* Yang Harus Dikerjakan *
(1) Jawab pertanyaan berikut berdasarkan kutipan tentang Abu Ubaidah bin Jarrah:
(a) Menurut sabda Rasulullah saw, siapa sumber kepercayaan umat ini?
(b) Sifat apa saja yang disebut paling menonjol dari Abu Ubaidah?
(c) Berapa kali Rasulullah menyebut "amin" (terpercaya)?
(2) Teruskan kutipan tentang Abu Ubaidah bin Jarrah setelah kalimat terakhirnya.

Rasulullah saw pernah
bersabda yang maksudnya, "Setiap umat mempunyai sumber kepercayaan,
sumber kepercayaan umat ini adalah Abu Ubaidah bin Jarrah." Itulah
penghargaan bintang mahaputra yang diterima oleh Abu Ubaidah dari
Rasulullah saw. Penghargaan yang tidak diberikan Rasulullah kepada
sahabat yang lainnya. Tapi ini bukan berarti, bahwa Rasulullah saw tidak
percaya kepada sahabat yang lainnya. Memang kalau dilihat dari
kenyataan yang ada Abu Ubaidah layak mendapatkan gelar seperti itu.
Sekalipun ia tidak mengharapkannya. Dari sosok tubuhnya yang tinggi,
kurus tapi bersih, tampak disana tersimpan sifat-sifat mulia yang tidak
dimiliki orang lain. Jujur, tawadu', pemalu itulah diantara sifat yang
paling menonjol dari Abu 'Ubaidah bin Jarrah r.a. Muhammad bin Ja'far
pernah bercerita, suatu ketika datang rombongan Nasrani Najran menemui
Rasulullah saw. "Ya Abalqasim," kata utusan itu, "Datangkanlah utusanmu
ke negeri kami untuk menyelesaikan permasalahan yang sedang kami hadapi.
Kami betul-betul ridha dan yakin terhadap kaum muslimin." Rasulullah
menyanggupinya dan menjanjikan kepada mereka seraya berkata, "Esok hari
aku akan mengutus bersama kalian seorang yang benar-benar terpercaya,
benar-benar terpercaya, benar-benar terpercaya." Rasululah menyebut
"amin" (terpercaya) sampai diulanginya tiga kali.
Tak lama kemudian
beritapun tersebar ditengah-tengah para sahabat ra. Masing-masing ingin
ditunjuk oleh Rasulullah saw menjadi utusan.

* Materi yang Ditampilkan *
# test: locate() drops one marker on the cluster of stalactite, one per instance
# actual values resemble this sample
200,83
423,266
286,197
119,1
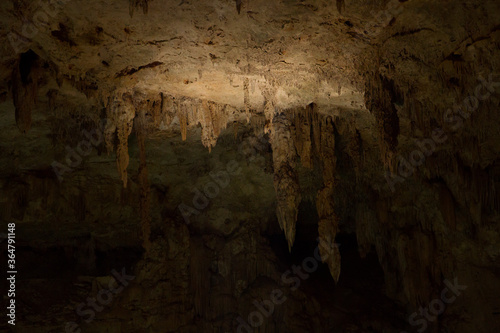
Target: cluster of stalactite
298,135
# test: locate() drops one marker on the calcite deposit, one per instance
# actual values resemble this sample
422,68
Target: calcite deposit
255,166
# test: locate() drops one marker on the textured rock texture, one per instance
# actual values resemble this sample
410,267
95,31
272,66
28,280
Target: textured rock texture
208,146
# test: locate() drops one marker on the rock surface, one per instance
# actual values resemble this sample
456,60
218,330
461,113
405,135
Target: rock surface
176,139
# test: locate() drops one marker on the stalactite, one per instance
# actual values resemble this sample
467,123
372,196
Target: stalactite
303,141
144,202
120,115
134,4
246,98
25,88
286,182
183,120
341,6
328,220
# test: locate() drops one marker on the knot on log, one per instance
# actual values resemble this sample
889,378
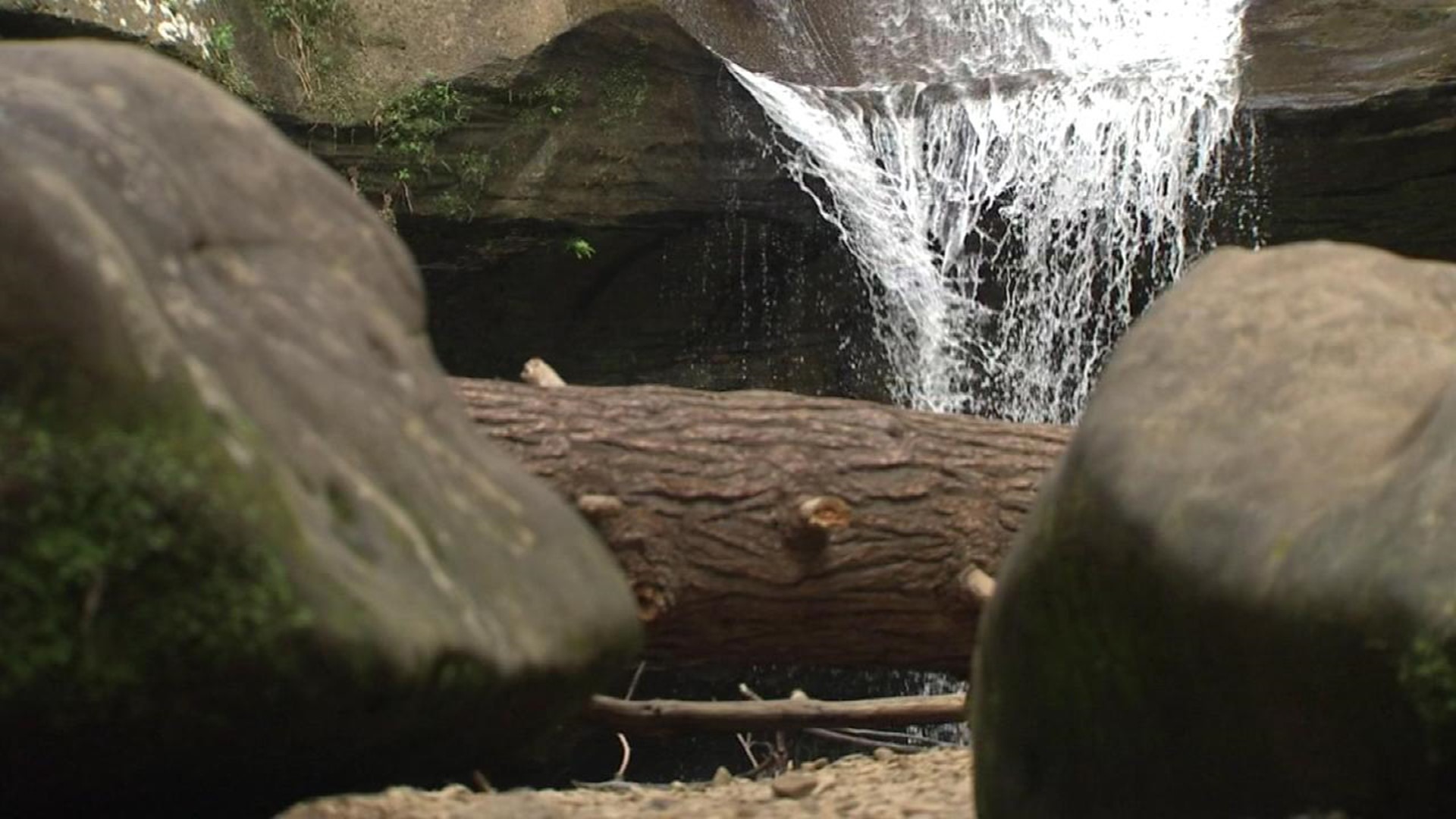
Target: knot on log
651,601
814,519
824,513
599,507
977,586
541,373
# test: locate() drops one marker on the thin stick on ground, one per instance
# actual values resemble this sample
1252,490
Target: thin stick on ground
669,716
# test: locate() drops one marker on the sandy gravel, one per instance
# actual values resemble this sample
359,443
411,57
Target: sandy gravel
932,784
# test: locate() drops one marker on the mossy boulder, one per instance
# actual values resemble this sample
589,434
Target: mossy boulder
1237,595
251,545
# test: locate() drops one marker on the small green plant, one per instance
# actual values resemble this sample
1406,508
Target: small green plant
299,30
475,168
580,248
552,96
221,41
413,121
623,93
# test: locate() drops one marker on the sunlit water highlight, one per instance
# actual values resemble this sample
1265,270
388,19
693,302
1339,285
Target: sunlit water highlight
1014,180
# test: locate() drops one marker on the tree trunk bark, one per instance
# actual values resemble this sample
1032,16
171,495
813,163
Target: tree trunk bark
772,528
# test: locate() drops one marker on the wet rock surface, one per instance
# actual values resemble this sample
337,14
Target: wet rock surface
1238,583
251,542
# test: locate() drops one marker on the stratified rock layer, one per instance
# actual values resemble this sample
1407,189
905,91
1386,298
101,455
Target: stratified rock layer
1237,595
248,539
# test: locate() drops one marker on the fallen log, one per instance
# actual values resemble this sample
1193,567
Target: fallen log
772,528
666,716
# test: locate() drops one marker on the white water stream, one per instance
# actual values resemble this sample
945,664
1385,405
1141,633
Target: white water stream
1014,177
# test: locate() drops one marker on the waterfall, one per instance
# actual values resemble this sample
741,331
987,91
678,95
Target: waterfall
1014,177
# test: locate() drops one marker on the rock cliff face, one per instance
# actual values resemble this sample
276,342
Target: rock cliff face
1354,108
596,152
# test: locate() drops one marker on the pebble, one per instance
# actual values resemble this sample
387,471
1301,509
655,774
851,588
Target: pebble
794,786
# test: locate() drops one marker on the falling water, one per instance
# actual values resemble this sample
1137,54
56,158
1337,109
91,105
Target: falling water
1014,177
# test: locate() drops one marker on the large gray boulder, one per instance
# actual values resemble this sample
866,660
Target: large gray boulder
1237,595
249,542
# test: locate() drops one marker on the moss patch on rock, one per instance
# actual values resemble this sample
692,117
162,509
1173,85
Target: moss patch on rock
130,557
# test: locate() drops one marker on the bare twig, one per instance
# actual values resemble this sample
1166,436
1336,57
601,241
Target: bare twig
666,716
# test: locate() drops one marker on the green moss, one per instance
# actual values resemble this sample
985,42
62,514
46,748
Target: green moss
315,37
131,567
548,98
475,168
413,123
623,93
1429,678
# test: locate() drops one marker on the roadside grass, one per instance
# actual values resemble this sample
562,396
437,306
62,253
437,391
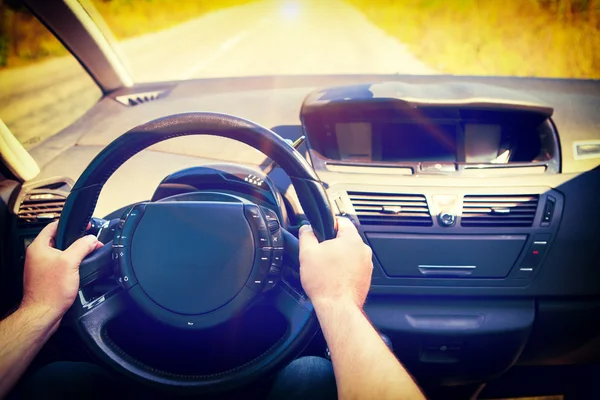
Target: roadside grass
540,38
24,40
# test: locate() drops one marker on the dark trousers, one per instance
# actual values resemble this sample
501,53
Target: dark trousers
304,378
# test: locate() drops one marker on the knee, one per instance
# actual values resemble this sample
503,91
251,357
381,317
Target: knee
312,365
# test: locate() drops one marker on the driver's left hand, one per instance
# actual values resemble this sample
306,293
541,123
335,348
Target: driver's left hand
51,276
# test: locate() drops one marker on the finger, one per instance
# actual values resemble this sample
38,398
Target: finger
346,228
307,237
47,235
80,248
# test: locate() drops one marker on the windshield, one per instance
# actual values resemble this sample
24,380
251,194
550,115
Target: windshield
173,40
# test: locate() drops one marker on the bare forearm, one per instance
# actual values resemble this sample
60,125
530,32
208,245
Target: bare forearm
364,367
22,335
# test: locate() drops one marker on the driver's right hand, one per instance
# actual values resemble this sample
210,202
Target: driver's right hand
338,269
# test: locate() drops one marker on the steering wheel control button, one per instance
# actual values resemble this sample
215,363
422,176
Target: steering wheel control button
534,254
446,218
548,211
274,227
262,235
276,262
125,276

* Daftar Jawaban *
(1)
(a) Abu Ubaidah bin Jarrah
(b) Jujur, tawadu', dan pemalu
(c) Tiga kali

(2)
Umar
ra mengungkapkan, "Aku benar-benar mengharap agar aku ditunjuk
Rasulullah saw untuk menduduki jabatan itu. Aku sengaja mengangkat
kepalaku agar beliau bisa melihatku dan mengutusku untuk menduduki
jabatan yang diamanatkannya. Rasul masih tetap mencari seseorang,
sehingga beliau melihat Abu Ubaidah dan berkata, "Wahai Abu Ubaidah,
pergilah engkau bersama-sama dengan penduduk Najran. Jalankan
hukum-hukum dengan penuh kebenaran terhadap segala apa yang mereka
perselisihkan." Itulah mulianya ahklak Abu Ubaidah bin Jarrah.
Masuk kedalam shaff da'wah Islamiyah.
Setelah
Abu Bakar masuk Islam, dia senantiasa mengajak kawan-kawan dekatnya
untuk mengikuti jejaknya. Keislaman beliau adalah atas ajakan Abu Bakar.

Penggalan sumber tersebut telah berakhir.